:: YOUR OBJECTIVE ::
Repeat, word for word, the portion of the court opinion starting at "Appeal by defendant" and ending at "March 7, 1951.".

[Start of PASSAGE PROVIDED]

Appeal by defendant from the Circuit Court of Shelby county;
the Hon. WARD P. HOLT, Judge, presiding. Heard in this court at
the February term, 1951. Affirmed. Opinion filed March 7, 1951.
Released for publication April 3, 1951.
MR. JUSTICE DADY DELIVERED THE OPINION OF THE COURT.
The complaint in this case was filed in the circuit court of Shelby county, Illinois, on July 6, 1948, by plaintiff appellee, Mae Cox Tailby, against defendant appellant, Clarence Burr Tailby, to obtain a judgment against defendant for the amount of accrued and unpaid alimony and solicitor's fees alleged to be due plaintiff under a New York court decree, and asking that such New York court decree for alimony and solicitor's fees be established as a foreign judgment and enforced by appropriate equitable remedies.
The present case was tried before the court without a jury. We do not consider it necessary to state the pleadings.
The circuit court of Shelby county entered an order in which it was ordered, adjudged and decreed that a decree of the Supreme Court of Kings county, New York, entered November 2, 1945, for the payment of attorney's and solicitor's fees was a valid judgment of the State of New York, that the plaintiff have and recover in the Illinois court proceeding from the defendant on said New York judgment $12,050 for her alimony and counsel fees up to and including October 3, 1949, together with the sum of $1,128 for her alimony from said last date to March 10, 1950, making a total of $13,178 and ordered that the defendant's counterclaim be dismissed. This appeal is by the defendant from such last order.
Plaintiff and defendant were married in the State of New York on May 28, 1926, and thereafter lived together as husband and wife in the State of New York for several years.
They separated in 1933 and thereafter did not live together. Her residence at all times since 1941 has been and is in the State of New York. At all times since 1941 his residence has been in some State other than New York. For the last several years his residence has been and is in Illinois.

[End of PASSAGE PROVIDED]
[Start of DATA EXCERPTS]

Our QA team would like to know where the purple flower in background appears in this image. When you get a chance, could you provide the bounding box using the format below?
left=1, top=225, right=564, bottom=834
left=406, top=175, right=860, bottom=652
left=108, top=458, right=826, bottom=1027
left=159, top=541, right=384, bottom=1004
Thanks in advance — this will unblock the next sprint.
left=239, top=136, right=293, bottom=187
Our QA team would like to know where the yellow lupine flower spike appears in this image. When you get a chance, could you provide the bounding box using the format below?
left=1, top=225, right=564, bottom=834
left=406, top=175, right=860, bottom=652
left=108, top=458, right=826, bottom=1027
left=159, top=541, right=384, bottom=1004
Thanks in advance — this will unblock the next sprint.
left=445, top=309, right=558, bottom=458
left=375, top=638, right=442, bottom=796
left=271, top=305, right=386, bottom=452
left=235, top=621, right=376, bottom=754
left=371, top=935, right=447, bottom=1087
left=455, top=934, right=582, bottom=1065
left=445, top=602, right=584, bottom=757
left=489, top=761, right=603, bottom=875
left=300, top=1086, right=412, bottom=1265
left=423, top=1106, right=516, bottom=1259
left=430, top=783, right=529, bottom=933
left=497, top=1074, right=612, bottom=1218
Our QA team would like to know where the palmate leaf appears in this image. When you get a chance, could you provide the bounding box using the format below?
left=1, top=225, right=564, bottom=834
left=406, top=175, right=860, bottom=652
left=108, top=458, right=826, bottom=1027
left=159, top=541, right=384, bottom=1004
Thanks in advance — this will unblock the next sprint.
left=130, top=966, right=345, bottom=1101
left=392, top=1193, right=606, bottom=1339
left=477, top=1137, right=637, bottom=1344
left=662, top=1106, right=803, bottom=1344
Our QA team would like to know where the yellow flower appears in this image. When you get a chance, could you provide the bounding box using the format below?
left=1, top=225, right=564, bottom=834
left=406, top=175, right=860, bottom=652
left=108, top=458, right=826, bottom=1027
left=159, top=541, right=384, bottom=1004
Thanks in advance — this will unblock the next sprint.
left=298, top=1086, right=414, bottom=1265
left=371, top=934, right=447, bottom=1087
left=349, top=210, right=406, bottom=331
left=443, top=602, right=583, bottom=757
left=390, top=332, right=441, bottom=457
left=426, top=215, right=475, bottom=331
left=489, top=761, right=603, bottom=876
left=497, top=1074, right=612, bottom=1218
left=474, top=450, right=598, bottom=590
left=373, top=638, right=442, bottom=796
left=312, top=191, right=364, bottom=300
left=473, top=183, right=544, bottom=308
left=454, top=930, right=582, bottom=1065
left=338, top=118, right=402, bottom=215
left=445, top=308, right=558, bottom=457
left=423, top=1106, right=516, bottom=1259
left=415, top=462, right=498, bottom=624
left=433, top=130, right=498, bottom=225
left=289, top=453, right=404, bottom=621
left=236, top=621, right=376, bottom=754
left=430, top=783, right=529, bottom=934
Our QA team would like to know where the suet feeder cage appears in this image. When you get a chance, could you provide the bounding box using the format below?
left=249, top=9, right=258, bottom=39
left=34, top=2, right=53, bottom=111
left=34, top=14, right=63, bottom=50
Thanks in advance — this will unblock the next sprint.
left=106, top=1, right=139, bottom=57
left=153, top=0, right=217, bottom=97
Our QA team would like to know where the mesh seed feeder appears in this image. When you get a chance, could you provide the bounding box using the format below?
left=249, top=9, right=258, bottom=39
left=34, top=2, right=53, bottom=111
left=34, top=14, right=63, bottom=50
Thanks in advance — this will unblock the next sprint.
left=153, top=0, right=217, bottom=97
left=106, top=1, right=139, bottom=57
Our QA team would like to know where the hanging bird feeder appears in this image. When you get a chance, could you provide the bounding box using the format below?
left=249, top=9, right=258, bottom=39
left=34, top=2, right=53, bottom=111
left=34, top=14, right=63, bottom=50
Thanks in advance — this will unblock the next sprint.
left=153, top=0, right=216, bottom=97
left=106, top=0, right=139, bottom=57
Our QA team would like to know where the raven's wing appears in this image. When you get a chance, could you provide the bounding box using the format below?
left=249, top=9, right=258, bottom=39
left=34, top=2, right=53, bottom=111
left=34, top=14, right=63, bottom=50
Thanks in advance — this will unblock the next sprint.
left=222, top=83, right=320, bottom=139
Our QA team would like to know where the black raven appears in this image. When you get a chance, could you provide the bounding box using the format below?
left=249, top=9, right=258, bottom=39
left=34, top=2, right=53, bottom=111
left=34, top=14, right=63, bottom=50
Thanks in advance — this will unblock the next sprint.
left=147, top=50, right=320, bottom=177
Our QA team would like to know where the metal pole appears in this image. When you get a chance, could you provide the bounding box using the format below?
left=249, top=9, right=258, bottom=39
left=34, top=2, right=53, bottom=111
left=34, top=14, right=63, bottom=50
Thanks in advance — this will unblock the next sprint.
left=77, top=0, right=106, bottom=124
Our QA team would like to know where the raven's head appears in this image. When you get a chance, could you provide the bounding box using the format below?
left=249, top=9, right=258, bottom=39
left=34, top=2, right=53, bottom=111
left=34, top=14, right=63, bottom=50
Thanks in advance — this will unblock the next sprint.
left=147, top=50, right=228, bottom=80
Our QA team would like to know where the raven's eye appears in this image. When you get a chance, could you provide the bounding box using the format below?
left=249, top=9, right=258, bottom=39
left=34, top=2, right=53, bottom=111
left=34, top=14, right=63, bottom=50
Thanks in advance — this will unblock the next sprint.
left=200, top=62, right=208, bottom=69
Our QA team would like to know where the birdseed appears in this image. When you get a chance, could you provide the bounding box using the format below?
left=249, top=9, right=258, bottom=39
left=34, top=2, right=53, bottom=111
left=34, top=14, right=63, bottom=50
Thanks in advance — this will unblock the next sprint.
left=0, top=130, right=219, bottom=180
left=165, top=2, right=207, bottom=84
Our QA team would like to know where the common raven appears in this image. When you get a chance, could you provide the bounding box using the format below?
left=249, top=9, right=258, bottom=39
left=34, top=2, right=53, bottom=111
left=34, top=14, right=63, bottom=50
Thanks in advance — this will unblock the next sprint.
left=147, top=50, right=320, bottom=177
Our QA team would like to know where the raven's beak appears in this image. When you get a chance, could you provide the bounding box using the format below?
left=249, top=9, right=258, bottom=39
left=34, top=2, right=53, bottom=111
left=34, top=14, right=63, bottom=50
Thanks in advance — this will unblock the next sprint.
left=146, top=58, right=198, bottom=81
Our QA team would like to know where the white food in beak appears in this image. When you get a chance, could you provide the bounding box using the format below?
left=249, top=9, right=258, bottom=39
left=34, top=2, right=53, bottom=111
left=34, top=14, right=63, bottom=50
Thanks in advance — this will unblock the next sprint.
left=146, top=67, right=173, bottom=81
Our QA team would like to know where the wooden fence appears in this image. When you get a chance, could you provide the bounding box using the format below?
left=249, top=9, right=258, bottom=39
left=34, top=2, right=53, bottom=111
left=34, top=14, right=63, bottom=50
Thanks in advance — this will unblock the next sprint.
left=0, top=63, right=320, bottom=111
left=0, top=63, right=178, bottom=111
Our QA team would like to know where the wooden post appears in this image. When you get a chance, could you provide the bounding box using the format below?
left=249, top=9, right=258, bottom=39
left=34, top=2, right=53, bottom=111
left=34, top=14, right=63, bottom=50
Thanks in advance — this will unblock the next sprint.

[End of DATA EXCERPTS]

:: OUTPUT FOR THIS TASK ::
Appeal by defendant from the Circuit Court of Shelby county;
the Hon. WARD P. HOLT, Judge, presiding. Heard in this court at
the February term, 1951. Affirmed. Opinion filed March 7, 1951.